● **What the exercise asks**
Each line from the one containing "[point] sun (one" through the final line of the records is to be repeated exactly, with no additions.

[Natural-language object grounding data]
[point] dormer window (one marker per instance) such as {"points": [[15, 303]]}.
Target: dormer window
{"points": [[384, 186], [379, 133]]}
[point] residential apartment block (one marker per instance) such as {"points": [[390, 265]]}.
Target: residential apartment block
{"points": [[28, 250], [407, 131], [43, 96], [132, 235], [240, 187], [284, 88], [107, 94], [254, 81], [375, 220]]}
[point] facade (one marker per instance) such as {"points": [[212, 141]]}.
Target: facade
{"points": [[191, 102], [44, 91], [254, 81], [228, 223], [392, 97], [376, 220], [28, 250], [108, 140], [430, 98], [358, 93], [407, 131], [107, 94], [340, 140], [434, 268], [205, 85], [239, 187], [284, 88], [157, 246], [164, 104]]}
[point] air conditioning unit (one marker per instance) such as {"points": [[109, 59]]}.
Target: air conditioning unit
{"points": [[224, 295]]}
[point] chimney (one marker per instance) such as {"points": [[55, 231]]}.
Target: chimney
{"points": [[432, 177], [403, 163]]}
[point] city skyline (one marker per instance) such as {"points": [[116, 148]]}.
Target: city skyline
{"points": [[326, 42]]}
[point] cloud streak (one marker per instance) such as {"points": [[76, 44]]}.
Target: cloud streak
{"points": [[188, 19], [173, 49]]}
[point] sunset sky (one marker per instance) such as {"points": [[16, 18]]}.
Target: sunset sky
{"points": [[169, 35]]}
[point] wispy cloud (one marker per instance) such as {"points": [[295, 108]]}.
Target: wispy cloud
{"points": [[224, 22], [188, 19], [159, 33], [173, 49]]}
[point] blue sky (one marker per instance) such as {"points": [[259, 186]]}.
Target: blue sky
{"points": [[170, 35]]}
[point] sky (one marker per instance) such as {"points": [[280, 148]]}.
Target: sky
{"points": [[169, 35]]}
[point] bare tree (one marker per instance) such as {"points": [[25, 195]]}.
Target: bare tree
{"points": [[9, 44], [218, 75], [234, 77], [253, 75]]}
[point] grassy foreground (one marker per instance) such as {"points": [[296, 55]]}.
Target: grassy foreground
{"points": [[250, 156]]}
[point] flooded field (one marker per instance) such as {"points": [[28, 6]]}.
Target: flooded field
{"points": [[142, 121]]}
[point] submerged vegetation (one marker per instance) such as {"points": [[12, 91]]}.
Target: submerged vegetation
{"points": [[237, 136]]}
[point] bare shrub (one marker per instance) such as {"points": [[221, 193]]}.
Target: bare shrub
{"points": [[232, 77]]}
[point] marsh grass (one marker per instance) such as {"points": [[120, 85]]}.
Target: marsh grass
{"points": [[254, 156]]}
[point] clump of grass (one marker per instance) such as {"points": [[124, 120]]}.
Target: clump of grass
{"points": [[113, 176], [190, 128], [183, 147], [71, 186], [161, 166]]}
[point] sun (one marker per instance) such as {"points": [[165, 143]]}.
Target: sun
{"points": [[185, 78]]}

● **Your solution**
[point] sun (one marker per instance) such as {"points": [[165, 143]]}.
Target: sun
{"points": [[185, 78]]}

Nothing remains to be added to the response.